Given text
The place is Tony Stark’s mansion on Fifth Avenue, and the time is “last night.” What does that mean, “Last night?” The night before when? Right now? When you’re reading it? This isn’t a flashback, it’s the very first panel. You can’t start with a flashback; you have to be at a point in time ahead of the flashback in order to flash back to something.
I suppose a story could start “last night” if it were to jump around in time, but this one doesn’t. Rather than moving from last night to today and back and forth, it simply starts last night, then progresses to today, and remains in today, without ever going back to last night.
So, despite the caption, this scene is actually taking place now, and the scenes later in the book will also be taking place now, although at a time in the future of when this scene is taking place, because that’s the way time works. The default mode for a comic book (or novel or movie or TV show or play) is to progress through time in a linear fashion, and if that is to be deviated from, then there should be some indication of the deviation.
The presence of this dateline is, frankly, completely insane, and we haven’t even finished the first panel yet.
According to the title page in the hardcover trade, this miniseries had three assistant editors plus an editor. That’s at least four people who could have at least tried to stop this book from existing. They are all complicit.
The Ultimates—Hawkeye, Black Panther, Quicksilver, Scarlet Witch, The Wasp and Tony “Iron Man” Stark—are having a meeting, which so far consists of watching a sex tape of Stark and his former lover, The Black Widow (a former member of the team that betrayed them in Ultimates 2).
It’s not just all over the Internet, but it’s also on CNN and ABC The Wasp says, “NBC at least had the decency to blur out the more graphic parts.”
That’s right, both CNN and ABC are showing an unedited sex tape. They are actually airing hardcore pornography. This information is included in the second panel of the first page. Already Loeb’s Ultimates has become completely disconnected from reality. (Fun fact: Loeb has worked as a producer for several television shows, so should be in a better position to know that ABC airing an unedited sex tape—with close-ups!—is even less realistic than a room full of super-powered mutants having drinks served to them by robots.
Also of note in this panel is that much of the background from panel two is repeated in panel four, with only image on the screen and the characters in different positions. There’s nothing wrong with an artist taking the occasional shortcut, of course, but this particular shortcut draws attention to itself as a shortcut, since despite the fact that some of the characters have moved, the robot servants remained rooted to the spot. Get to work you lazy robots!
Turn the page and hey, it’s time for a two-page splash panel already.
Thor comes flying through the room, saying "NNNGGNN," apparently thrown or punched through the wall by Venom, who is in the process of climbing through a hole in the wall, seven-foot-long serrated tongue first.
“Where is she?” he shouts in his own special Venom font (white letters on black bubbles, Morpheus-style). “Tell me where she is or I’ll KILL every last one of you!”
“Nice. And now a word from our sponsor…” Hawkeye says, his pistols drawn. This is actually the most clever bit of dialogue any character utters in the course of a fight scene throughout the entire series. You may not believe me, but just you wait.

Supplied information

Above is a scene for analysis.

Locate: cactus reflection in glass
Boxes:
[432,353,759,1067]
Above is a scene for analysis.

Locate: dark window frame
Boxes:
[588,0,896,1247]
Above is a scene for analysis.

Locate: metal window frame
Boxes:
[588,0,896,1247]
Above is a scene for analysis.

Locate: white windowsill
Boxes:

What is asked
1. Answer from the Ultimates review:
(a) Where is the opening scene set?
(b) According to the title page in the hardcover trade, how many editors worked on the miniseries?
(c) Which network does the Wasp say blurred out the more graphic parts?
2. Carry on the Ultimates review from the point at which it stops.
The material has nothing to do with the Ultimates review.

Results of the exercise
1.
(a) Tony Stark's mansion on Fifth Avenue.
(b) Three assistant editors plus an editor, so at least four people.
(c) NBC.

2.
This page also introduces the characters, with a little red-ish/orange-ish/coral-ish box appearing next to each of the Ultimates bearing their names. Along the bottom of the spread is the name of this story, “Sex, Lies and DVD,” followed by “The Ultimates 3.1: Improbably Cause.”
Hey, wait a minute… No, none of the other issues have a title.
Is “Sex, Lies and DVD” the name of the story arc, not the individual chapter? If that’s the case, I wonder why they changed the name of the trade to the more spoiler-iffic “Who Killed The Scarlet Witch?” Other than the fact that it’s a less dumb name than “Sex, Lies and DVD,” of course, which has very little to do with the story, and is a reference to the title of a 1989 independent movie. (This was the first time while reading the story that I would wonder who the intended audience is. It would not be the last).
Next up is page four, which may just be the worst-designed page in comic book history:

Man, just look at that thing. (Seriously. Look at it. Click on it to make it bigger; same as the rest of the images). Madureira has the characters breaking the frames of the panels because it’s exciting looking, a trick he learned from reading manga. He apparently didn’t digest the manga very well though, as this isn’t exactly how you do it.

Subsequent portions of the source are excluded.